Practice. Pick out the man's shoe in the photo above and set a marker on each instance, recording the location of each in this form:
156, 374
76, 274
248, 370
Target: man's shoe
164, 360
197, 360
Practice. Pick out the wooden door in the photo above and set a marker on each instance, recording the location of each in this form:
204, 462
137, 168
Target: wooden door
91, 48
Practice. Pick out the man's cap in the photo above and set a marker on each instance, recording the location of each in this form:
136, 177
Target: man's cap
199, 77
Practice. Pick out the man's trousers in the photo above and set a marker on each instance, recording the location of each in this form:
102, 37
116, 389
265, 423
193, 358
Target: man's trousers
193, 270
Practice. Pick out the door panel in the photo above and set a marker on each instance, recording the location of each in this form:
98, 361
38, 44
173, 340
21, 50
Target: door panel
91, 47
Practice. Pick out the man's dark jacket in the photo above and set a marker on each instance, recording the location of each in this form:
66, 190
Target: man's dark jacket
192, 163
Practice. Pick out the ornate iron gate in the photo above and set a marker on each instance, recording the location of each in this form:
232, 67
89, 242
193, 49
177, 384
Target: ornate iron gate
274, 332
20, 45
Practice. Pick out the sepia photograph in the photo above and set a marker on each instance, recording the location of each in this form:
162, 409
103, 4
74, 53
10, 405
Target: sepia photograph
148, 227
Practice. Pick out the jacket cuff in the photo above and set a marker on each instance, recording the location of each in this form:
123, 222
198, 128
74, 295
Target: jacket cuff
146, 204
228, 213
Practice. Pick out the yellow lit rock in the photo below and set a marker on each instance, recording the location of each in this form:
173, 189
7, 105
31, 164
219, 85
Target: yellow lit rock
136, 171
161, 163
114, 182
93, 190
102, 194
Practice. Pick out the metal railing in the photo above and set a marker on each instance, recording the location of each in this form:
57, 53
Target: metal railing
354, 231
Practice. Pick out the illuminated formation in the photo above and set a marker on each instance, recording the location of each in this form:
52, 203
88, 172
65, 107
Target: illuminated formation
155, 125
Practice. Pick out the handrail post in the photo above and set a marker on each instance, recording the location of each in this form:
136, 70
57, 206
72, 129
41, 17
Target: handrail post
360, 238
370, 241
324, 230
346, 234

▶ **WRITTEN REQUEST**: Rewrite every one of the entries above, changing "set a marker" to "place a dot" wherever it occurs. Keep everything else the same.

▶ **FULL OUTPUT**:
Practice. Pick out the man's shoe in the photo above and place a dot on each instance, recording the location of each in this form:
156, 374
76, 274
248, 370
Target: man's shoe
164, 360
197, 360
Practice. Pick out the wooden door in the photo above and place a dot on each instance, recording the location of each in this form:
204, 462
137, 168
Target: wooden door
91, 48
Practice. Pick out the man's cap in the photo above and place a dot on each instance, recording the location of each in this form:
136, 177
Target: man's cap
199, 77
Practice. Pick out the man's trousers in the photo above and place a dot on each instance, recording the location of each in this form:
102, 37
116, 389
265, 423
193, 358
Target: man's trousers
193, 270
Practice. Pick out the door panel in the photo above and place a dot on each instance, recording the location of each in this form:
98, 361
38, 44
173, 340
21, 50
Target: door panel
91, 47
Practice. Pick out the man's dark jacket in the photo above and place a dot on each instance, recording the location of each in this form:
66, 190
Target: man's dark jacket
192, 163
Practice. Pick out the ornate iron gate in the photo above and place a dot on each instance, recording the location of each in this form:
232, 67
89, 242
193, 49
177, 384
Target: ornate iron gate
274, 332
20, 45
Practice. Pick out the sepia photograph in the photo above and place a dot on each instance, recording the location of each in this form:
162, 409
103, 4
74, 53
10, 405
Target: sepia photograph
148, 227
Practice. Pick out the jacket cuff in the photo above and place a dot on each instance, recording the location of each in this form:
123, 222
198, 128
74, 295
Target: jacket cuff
146, 204
228, 213
Practice. Pick out the yellow lit rock in the photo below and place a dot on each instance, recording the location of each in this form:
173, 189
7, 105
31, 164
219, 85
Target: yellow lit rock
136, 171
161, 163
114, 182
93, 190
102, 194
Practice. Pick out the metal railing in the photo above and place a dot on each instance, recording the location of each in this form:
57, 53
Target: metal railing
354, 231
Practice. Pick out the illuminated formation in the photo above and place a dot on each instance, recording the location of each in this form:
52, 203
88, 172
65, 107
Target: illuminated formation
155, 125
Practice. Pick out the handrail post in the photo above and place a dot on each instance, recording the location of each in this form:
136, 70
57, 206
72, 129
41, 17
Target: handrail post
360, 238
370, 241
324, 230
346, 234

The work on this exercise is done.